======== Provided information

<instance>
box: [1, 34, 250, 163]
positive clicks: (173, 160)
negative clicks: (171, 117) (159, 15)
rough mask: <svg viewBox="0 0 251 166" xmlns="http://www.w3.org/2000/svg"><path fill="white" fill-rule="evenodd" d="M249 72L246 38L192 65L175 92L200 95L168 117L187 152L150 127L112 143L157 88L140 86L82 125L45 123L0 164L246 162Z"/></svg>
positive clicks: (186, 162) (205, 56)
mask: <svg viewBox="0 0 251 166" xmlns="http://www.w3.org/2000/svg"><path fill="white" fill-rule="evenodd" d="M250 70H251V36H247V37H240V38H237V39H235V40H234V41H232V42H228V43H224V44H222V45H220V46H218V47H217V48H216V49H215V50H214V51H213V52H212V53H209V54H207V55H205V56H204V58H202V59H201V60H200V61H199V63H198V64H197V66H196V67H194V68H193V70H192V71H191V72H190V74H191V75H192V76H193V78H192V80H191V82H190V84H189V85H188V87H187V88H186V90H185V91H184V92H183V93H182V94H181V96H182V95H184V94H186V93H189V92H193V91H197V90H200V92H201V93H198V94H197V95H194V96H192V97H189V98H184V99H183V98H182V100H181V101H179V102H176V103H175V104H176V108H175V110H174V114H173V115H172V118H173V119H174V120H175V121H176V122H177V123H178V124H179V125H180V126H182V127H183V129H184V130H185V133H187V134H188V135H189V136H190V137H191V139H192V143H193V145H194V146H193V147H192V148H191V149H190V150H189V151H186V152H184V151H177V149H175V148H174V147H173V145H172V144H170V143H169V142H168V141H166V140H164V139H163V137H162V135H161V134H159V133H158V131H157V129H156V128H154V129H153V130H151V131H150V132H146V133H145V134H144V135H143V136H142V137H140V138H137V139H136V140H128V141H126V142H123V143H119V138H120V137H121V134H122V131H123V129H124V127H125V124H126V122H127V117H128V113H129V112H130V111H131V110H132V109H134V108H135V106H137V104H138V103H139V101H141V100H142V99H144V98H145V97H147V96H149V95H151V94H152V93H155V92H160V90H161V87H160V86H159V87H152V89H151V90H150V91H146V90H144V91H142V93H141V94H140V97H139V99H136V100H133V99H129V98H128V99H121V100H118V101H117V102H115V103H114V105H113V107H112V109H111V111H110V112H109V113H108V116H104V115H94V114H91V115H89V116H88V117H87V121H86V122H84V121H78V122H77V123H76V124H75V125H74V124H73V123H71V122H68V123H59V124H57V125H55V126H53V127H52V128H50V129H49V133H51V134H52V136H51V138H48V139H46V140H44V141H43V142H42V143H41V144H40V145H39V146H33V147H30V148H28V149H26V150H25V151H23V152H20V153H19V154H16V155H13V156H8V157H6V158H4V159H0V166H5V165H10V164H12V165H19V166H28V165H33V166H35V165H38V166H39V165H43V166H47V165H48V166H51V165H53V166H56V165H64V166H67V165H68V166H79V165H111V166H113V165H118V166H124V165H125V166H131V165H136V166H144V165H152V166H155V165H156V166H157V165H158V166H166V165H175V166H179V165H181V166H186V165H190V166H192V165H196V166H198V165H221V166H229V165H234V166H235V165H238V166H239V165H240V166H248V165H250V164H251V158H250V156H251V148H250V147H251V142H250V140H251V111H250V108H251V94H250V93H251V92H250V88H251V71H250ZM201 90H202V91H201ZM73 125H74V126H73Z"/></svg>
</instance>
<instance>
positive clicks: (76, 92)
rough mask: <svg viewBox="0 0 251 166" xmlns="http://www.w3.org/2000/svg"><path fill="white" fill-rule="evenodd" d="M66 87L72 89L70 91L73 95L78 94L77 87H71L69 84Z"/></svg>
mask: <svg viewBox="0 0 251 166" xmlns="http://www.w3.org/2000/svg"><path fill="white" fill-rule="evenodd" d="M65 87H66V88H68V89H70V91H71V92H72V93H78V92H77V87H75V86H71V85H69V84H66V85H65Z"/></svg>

================

# Task brief
Set down again, word for word, the stretch of records from the line with "box: [1, 34, 250, 163]" to the line with "72L246 38L192 65L175", both of those lines included.

# Response box
box: [1, 34, 250, 163]
positive clicks: (173, 160)
negative clicks: (171, 117) (159, 15)
rough mask: <svg viewBox="0 0 251 166" xmlns="http://www.w3.org/2000/svg"><path fill="white" fill-rule="evenodd" d="M249 72L246 38L192 65L175 92L200 95L168 117L187 152L150 127L112 143L157 88L140 86L82 125L45 123L0 164L246 162Z"/></svg>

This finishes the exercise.